**Record list**
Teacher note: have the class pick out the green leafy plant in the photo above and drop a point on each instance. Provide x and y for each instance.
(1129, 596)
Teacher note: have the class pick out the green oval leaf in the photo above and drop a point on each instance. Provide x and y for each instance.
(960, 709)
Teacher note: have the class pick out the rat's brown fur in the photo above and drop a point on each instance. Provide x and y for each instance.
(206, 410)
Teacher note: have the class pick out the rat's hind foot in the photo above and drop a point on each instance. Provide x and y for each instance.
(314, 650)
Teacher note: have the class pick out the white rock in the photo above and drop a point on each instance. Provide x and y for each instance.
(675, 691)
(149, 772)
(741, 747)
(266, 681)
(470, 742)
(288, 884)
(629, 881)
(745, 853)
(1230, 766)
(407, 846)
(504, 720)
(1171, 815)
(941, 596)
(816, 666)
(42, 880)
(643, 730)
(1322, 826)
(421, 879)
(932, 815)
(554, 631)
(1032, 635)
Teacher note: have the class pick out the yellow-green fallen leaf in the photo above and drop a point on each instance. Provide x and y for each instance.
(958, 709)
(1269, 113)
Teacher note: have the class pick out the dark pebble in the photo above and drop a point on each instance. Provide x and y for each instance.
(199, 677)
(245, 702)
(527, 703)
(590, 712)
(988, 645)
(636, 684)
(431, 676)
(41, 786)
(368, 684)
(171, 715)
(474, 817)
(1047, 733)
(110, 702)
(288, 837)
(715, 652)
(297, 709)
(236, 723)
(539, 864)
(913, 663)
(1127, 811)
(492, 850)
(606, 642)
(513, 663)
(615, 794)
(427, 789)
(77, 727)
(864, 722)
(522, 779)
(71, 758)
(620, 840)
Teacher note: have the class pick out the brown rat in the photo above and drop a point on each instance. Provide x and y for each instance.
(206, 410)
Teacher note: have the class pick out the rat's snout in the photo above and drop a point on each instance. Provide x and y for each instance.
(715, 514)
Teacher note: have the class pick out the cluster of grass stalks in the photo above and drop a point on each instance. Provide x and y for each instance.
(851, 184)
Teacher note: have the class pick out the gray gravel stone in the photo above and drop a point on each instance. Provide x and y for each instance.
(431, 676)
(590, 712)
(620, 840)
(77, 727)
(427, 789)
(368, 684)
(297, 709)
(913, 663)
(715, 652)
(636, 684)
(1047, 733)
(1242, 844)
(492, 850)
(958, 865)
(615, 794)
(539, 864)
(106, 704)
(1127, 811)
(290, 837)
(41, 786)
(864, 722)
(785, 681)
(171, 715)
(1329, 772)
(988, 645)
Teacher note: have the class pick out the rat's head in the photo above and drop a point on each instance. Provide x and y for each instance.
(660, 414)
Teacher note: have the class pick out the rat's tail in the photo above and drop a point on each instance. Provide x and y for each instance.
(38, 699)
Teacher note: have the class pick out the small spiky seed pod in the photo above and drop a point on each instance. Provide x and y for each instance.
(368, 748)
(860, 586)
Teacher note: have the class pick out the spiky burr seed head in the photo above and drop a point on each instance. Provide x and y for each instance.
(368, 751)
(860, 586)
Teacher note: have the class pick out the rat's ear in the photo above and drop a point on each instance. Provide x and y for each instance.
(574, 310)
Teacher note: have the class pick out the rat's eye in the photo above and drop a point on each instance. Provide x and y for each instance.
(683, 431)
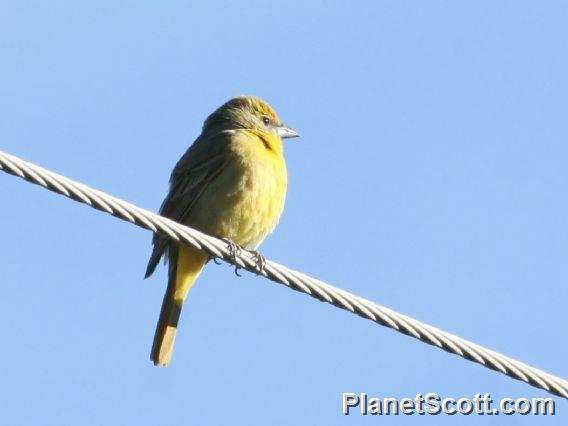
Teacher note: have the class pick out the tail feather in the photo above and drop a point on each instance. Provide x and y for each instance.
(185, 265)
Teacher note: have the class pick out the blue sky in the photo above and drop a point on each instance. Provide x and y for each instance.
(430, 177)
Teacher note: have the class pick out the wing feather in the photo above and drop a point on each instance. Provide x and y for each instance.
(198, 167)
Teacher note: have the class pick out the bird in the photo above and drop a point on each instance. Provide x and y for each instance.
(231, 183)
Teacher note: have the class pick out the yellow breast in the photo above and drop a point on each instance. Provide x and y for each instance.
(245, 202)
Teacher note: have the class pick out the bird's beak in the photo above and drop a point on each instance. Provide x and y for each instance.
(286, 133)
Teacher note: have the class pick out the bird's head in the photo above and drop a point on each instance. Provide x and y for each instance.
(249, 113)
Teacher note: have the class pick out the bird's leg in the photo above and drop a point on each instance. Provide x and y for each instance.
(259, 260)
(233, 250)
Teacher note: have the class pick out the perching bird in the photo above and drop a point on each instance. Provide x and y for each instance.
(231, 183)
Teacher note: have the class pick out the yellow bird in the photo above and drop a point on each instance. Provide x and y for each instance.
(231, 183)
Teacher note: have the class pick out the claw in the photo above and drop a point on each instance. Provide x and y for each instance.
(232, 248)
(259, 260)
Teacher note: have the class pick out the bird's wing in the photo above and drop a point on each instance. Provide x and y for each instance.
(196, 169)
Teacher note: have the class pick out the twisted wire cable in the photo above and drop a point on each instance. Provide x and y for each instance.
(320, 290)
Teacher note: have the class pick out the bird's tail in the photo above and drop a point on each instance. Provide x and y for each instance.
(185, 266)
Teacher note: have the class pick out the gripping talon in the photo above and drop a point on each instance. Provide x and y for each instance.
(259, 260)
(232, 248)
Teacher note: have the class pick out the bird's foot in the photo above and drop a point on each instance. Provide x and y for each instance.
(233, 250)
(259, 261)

**Problem**
Rewrite all the data above, replacing "drop a point" with "place a marker" and changing nothing else. Leave the pictures out of the answer.

**Result**
Teacher note: have the class pick out the green leafy plant in the photo above and place a marker on each instance. Provide x and y for each instance.
(1129, 596)
Teacher note: have the class pick out the green oval leaf in the photo above and place a marker on each instance. Provide x and y for each instance.
(960, 709)
Teacher note: have the class pick out the rat's brown fur in the photo above and place a marker on each instance. Provide x and y for each instance.
(206, 410)
Teacher note: have the class pick out the rat's hind foot in the photo above and place a marker on each instance. Provide x and y for each instance.
(314, 650)
Teacher note: have the class pick out the white rock in the photo above and place a marker on each instance. Provide x and y for each instance.
(675, 691)
(149, 772)
(741, 747)
(266, 681)
(470, 742)
(288, 884)
(629, 881)
(745, 853)
(1230, 766)
(407, 846)
(504, 720)
(1171, 815)
(941, 596)
(816, 666)
(42, 880)
(643, 730)
(1322, 826)
(421, 879)
(932, 815)
(554, 631)
(1032, 635)
Teacher note: have the class pick out the yellow-green fallen leaf in the photo above and place a marker on each instance. Provide x and y for each instance.
(958, 709)
(1269, 113)
Teacher note: have the class pick out the dark pebble in the photo above and place a marker on each instance. Provide x and y for each instance.
(199, 677)
(245, 702)
(527, 703)
(590, 712)
(988, 645)
(636, 684)
(431, 676)
(41, 786)
(368, 684)
(171, 715)
(474, 817)
(1047, 733)
(110, 702)
(288, 837)
(715, 652)
(297, 709)
(236, 723)
(539, 864)
(913, 663)
(1127, 811)
(492, 850)
(606, 642)
(513, 663)
(615, 794)
(427, 789)
(77, 727)
(864, 722)
(522, 779)
(71, 758)
(620, 840)
Teacher note: have the class pick out the brown rat in the photo above and place a marker on each instance. Provide x and y for each instance.
(206, 410)
Teacher note: have the class pick out the rat's snout in the photo above and place a marker on each instance. Provide x and y for each instance.
(715, 514)
Teacher note: have the class pick out the cluster of grass stalks in the photo above and place a marker on each instance. Provide x and y for each instance.
(851, 184)
Teacher note: have the class pick out the gray gravel stone in the photo above and place a marker on each instance. Provide x and y for each instance.
(431, 676)
(590, 712)
(620, 840)
(77, 727)
(427, 789)
(368, 684)
(297, 709)
(913, 663)
(715, 652)
(636, 684)
(1047, 733)
(1242, 844)
(492, 850)
(958, 865)
(615, 794)
(539, 864)
(106, 704)
(1127, 811)
(290, 837)
(41, 786)
(864, 722)
(785, 681)
(171, 715)
(1329, 772)
(988, 645)
Teacher note: have the class pick out the rat's head in the photo above and place a marker on each instance. Provide x and y for each instance.
(660, 414)
Teacher note: have the class pick out the rat's tail in the photo above and place a marker on each instance. Provide x and y for each instance.
(38, 699)
Teacher note: have the class pick out the small spiky seed pod in the photo above and place a marker on each instance. Provide x and y for each instance.
(368, 748)
(860, 586)
Teacher note: have the class pick out the spiky burr seed head in the photo above and place a marker on each instance. Provide x and y for each instance.
(368, 751)
(860, 586)
Teacher note: have the class pick out the rat's ear in the photo above and place a marker on each instance. Provide x and y for each instance.
(574, 310)
Teacher note: have the class pick out the rat's eye in the photo above and place a marker on each instance. Provide x and y for each instance.
(683, 431)
Teacher note: have the class pick out the tail feather in the photo above and place a marker on each instance. Provide x and y for each instance.
(185, 265)
Teacher note: have the class pick out the blue sky in the photo above and place a marker on each instance. Provide x and y for each instance.
(430, 177)
Teacher note: have the class pick out the wing feather in the photo above and place a marker on each instance. Provide x and y for each instance.
(198, 167)
Teacher note: have the class pick out the bird in the photo above and place a marker on each instance. Provide x and y for each instance.
(231, 183)
Teacher note: have the class pick out the yellow breast in the photo above and place a marker on each instance. Provide x and y for each instance.
(245, 202)
Teacher note: have the class pick out the bird's beak in the photo above and place a marker on each instance. Provide x and y for each instance.
(286, 133)
Teacher note: have the class pick out the bird's head in the photo above and place a marker on each instance. Provide x and y for each instance.
(249, 113)
Teacher note: have the class pick out the bird's leg in the photo above and place a marker on each instance. Provide x and y for each instance.
(259, 260)
(233, 250)
Teacher note: have the class pick out the perching bird in the photo above and place a marker on each instance. Provide x and y for each instance.
(231, 183)
Teacher note: have the class pick out the yellow bird in the photo above and place a marker on each instance. Provide x and y for each instance.
(231, 183)
Teacher note: have the class pick out the claw in the photo above and place a marker on each instance. Provide x and y for each instance.
(232, 248)
(259, 260)
Teacher note: have the class pick out the bird's wing in the photo above and place a marker on each instance. Provide x and y for each instance.
(196, 169)
Teacher note: have the class pick out the twisted wire cable in the photo above and place a marker on each instance. Provide x and y for each instance.
(320, 290)
Teacher note: have the class pick out the bird's tail in the photo above and place a marker on each instance. Provide x and y for each instance.
(185, 266)
Teacher note: have the class pick out the gripping talon in the photo above and place a marker on each instance. Provide x and y for each instance.
(259, 260)
(232, 248)
Teacher note: have the class pick out the bird's foot in the photo above and place a marker on each instance. Provide x and y for each instance.
(233, 250)
(259, 261)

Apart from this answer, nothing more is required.